The request: Return the lines below verbatim, starting with the line that contains "Inventory check: does the image above contain any woman's hand?" and going on through the line that contains "xmin=201 ymin=0 xmax=258 ymax=33".

--- begin The input ---

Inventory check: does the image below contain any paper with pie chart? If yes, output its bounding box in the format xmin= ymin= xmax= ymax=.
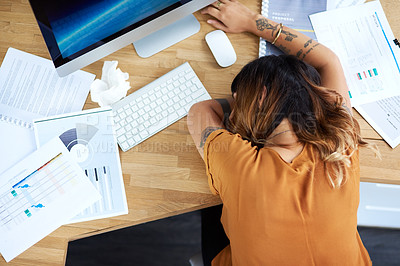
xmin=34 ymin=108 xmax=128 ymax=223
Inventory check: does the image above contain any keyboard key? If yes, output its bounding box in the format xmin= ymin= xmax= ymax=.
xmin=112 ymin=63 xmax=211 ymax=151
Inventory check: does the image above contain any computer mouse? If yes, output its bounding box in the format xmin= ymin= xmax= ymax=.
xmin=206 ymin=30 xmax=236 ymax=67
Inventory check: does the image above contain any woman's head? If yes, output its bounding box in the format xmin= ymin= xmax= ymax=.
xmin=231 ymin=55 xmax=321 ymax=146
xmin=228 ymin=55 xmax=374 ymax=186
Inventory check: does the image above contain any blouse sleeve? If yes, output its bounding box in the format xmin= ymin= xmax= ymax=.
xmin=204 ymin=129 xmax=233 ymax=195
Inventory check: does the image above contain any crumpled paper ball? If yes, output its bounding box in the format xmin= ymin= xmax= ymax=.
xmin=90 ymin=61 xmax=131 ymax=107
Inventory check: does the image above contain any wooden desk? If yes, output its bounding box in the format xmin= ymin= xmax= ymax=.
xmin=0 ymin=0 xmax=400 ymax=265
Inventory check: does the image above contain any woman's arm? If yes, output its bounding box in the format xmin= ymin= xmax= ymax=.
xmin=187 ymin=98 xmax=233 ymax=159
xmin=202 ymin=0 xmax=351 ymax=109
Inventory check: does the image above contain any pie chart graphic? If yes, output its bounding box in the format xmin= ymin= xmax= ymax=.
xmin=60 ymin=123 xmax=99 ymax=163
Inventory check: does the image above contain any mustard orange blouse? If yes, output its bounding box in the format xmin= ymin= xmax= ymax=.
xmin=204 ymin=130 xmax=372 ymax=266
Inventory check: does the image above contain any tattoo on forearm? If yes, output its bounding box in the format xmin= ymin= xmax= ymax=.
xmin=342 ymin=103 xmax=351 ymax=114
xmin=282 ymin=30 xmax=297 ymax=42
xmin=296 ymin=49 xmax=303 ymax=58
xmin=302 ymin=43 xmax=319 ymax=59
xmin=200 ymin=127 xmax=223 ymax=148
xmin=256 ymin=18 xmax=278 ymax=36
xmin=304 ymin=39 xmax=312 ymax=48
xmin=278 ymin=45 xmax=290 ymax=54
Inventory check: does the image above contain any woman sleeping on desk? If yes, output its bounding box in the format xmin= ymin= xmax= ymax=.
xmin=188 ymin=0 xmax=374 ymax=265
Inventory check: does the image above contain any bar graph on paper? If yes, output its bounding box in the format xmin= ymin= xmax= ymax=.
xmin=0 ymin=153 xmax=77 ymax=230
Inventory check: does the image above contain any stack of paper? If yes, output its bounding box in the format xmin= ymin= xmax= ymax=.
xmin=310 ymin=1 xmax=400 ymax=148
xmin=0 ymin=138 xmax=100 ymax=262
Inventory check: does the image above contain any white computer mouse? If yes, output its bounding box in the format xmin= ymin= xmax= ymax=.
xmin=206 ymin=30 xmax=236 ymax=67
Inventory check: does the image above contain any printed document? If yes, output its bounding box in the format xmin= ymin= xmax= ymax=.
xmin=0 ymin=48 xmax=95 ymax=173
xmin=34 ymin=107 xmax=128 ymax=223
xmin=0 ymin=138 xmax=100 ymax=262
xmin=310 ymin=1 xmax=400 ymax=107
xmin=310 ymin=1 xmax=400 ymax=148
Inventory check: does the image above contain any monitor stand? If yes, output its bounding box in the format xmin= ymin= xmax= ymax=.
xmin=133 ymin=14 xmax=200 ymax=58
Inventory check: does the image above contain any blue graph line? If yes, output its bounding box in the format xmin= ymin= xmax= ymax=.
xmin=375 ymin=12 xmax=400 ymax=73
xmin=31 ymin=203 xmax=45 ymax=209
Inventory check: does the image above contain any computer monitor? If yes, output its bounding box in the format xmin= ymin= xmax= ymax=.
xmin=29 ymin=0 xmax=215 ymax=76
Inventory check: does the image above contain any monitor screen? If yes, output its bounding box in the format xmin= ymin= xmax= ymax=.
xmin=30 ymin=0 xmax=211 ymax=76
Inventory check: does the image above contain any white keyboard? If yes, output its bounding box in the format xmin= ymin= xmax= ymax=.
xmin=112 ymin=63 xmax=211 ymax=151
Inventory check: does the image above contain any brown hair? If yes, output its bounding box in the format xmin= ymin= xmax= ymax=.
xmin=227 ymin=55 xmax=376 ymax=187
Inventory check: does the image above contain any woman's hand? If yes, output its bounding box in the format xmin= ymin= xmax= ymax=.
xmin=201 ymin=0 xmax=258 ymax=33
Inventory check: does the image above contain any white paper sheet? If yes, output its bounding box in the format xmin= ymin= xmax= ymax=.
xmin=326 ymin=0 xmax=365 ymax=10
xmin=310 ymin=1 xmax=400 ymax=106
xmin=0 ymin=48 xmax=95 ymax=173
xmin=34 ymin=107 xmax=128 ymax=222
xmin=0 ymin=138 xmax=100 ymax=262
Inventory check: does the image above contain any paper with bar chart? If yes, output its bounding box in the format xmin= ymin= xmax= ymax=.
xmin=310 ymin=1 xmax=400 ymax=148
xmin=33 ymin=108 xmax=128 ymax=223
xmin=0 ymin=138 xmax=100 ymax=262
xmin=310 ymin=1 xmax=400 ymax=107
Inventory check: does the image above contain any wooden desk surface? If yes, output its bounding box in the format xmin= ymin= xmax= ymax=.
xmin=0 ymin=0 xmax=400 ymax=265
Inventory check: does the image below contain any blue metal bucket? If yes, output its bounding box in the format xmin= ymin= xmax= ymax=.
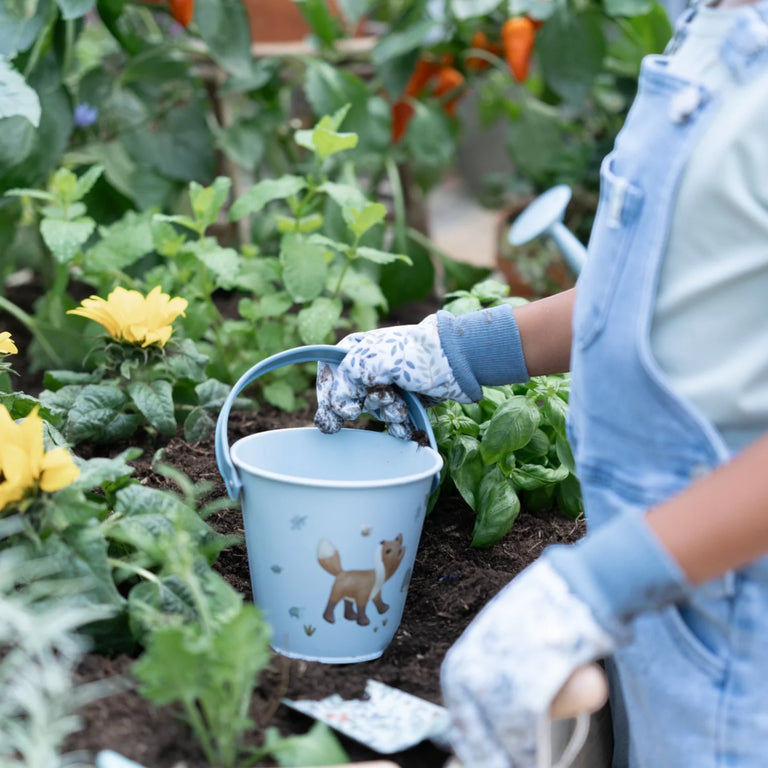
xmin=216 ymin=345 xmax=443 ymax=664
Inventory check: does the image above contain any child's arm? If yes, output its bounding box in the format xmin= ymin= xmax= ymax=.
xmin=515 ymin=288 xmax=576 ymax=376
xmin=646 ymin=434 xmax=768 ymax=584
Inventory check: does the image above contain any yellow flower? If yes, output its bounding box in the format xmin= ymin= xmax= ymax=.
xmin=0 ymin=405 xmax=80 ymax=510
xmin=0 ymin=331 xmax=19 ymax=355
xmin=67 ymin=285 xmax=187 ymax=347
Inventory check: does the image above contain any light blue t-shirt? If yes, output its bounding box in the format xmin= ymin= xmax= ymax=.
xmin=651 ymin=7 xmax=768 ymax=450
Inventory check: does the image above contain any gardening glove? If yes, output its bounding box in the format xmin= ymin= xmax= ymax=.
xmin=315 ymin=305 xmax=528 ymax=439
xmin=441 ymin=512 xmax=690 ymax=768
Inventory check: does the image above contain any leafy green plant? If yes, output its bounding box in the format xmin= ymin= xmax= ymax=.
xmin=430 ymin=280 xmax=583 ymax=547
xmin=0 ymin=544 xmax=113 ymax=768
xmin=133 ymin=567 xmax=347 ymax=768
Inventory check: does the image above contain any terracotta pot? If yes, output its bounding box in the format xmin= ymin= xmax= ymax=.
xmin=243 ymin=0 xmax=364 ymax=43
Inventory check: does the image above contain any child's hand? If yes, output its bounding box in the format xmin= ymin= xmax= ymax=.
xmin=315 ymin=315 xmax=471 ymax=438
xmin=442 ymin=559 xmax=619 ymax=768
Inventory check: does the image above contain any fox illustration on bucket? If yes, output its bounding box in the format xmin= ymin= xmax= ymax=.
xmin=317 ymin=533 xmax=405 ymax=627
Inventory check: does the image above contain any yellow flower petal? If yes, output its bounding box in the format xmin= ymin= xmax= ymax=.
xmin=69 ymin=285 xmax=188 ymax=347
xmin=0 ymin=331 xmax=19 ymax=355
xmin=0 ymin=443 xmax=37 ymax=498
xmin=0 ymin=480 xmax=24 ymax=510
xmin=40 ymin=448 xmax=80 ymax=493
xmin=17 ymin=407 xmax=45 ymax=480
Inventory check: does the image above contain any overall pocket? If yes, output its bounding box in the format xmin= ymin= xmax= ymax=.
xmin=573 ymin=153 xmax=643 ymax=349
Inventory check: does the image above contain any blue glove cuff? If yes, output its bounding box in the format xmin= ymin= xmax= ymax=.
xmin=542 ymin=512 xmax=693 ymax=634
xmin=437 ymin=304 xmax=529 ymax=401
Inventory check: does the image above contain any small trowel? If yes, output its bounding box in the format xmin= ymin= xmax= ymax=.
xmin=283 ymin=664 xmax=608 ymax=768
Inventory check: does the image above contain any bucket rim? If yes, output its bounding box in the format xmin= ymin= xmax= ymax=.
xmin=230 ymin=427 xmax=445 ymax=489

--- end The input ---

Answer:
Inventory check: does the image above contain any woman's hand? If yes, output its bounding box in the format xmin= ymin= xmax= ymax=.
xmin=201 ymin=0 xmax=258 ymax=33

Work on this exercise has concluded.